Take each line below that has "vegetation" and copy it.

*Available records:*
-- Opening Marker --

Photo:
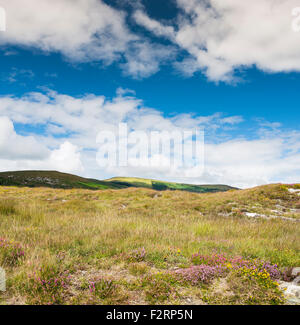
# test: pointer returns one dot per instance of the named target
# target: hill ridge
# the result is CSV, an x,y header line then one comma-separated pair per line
x,y
55,179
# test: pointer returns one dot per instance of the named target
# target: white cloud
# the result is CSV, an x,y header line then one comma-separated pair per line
x,y
66,158
26,152
72,124
14,146
222,36
82,31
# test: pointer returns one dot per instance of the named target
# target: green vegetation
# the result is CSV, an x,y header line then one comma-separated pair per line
x,y
162,186
137,246
55,179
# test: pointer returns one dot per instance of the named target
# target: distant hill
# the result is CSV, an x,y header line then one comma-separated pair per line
x,y
56,179
161,186
52,179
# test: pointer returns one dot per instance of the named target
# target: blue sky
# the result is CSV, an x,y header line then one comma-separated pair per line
x,y
173,60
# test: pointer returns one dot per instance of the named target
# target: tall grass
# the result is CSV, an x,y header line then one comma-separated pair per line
x,y
83,230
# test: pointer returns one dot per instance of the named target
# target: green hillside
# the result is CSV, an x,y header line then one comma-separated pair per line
x,y
52,179
56,179
161,186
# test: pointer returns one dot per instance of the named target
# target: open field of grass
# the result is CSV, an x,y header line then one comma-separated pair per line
x,y
137,246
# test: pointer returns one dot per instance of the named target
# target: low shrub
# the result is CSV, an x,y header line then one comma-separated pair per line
x,y
11,253
48,285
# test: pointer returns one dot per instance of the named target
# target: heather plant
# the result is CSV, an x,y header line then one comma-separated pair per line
x,y
238,263
137,255
48,285
7,207
159,288
11,253
199,274
102,288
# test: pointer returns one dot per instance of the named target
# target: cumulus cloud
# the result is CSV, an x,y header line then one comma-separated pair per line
x,y
222,36
14,146
73,123
27,152
82,31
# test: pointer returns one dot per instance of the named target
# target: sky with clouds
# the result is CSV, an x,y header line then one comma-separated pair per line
x,y
71,68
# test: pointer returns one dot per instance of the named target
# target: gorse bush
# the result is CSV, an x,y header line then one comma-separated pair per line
x,y
11,253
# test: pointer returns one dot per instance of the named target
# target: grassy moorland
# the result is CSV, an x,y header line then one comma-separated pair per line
x,y
141,246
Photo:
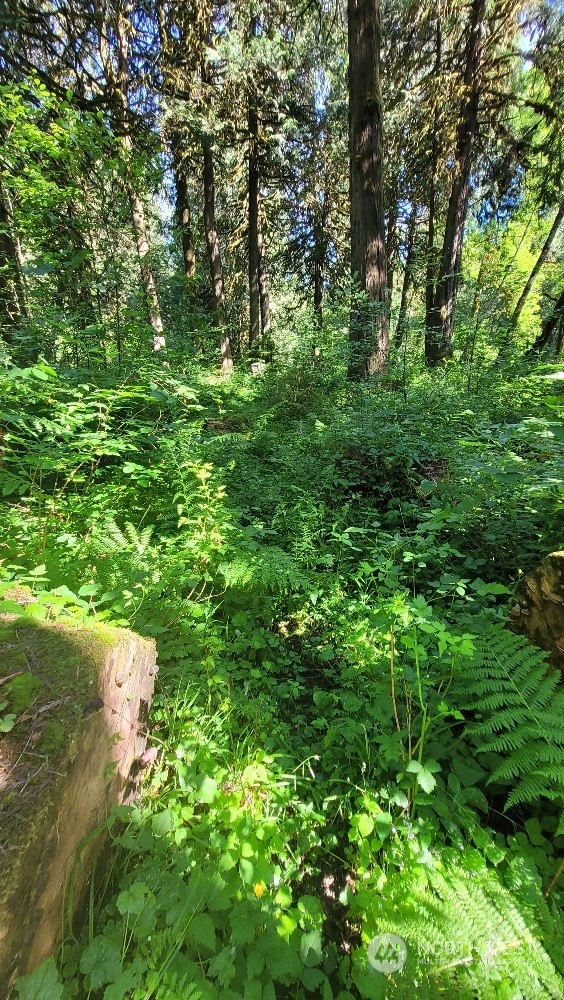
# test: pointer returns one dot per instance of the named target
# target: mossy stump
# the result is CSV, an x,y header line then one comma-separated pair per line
x,y
538,611
76,698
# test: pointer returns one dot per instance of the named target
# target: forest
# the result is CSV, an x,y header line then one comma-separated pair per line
x,y
282,387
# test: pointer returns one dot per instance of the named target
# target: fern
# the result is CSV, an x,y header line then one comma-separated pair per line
x,y
518,706
269,568
466,934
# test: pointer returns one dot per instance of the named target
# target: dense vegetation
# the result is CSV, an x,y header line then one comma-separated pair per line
x,y
348,740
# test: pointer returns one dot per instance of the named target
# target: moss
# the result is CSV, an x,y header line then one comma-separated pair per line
x,y
52,738
62,662
21,692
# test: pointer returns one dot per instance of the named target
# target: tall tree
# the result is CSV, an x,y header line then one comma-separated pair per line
x,y
253,194
369,324
440,317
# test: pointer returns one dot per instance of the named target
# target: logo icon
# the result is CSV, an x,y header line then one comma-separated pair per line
x,y
387,953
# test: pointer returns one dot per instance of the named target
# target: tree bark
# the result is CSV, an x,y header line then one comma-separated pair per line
x,y
407,277
253,197
214,258
439,335
369,324
540,261
264,298
12,293
392,239
147,276
553,323
118,83
183,212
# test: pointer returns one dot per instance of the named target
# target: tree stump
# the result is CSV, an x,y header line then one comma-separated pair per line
x,y
538,612
77,699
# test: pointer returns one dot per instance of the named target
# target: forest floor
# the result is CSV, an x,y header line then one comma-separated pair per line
x,y
326,570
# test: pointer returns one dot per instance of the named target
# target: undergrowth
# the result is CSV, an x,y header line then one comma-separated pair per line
x,y
349,743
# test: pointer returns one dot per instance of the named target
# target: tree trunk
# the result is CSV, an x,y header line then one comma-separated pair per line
x,y
147,276
392,239
214,258
541,259
253,196
12,294
551,325
407,277
431,263
369,324
318,261
439,335
119,86
183,213
264,297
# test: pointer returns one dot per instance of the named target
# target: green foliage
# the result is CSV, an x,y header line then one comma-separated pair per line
x,y
340,718
517,701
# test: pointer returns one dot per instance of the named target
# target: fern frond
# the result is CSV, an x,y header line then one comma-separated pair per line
x,y
517,702
466,933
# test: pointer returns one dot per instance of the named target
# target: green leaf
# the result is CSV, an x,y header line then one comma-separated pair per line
x,y
41,984
202,930
208,791
312,979
101,961
310,947
132,900
252,990
365,824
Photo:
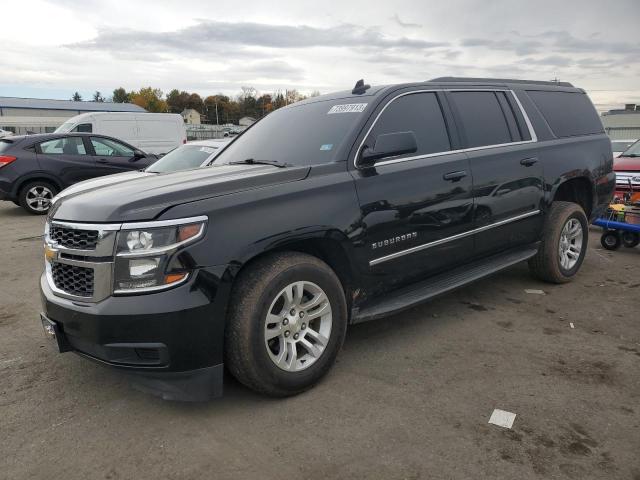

-- Closing Marker --

*Written response:*
# target: green vegetation
# target: dense vegetation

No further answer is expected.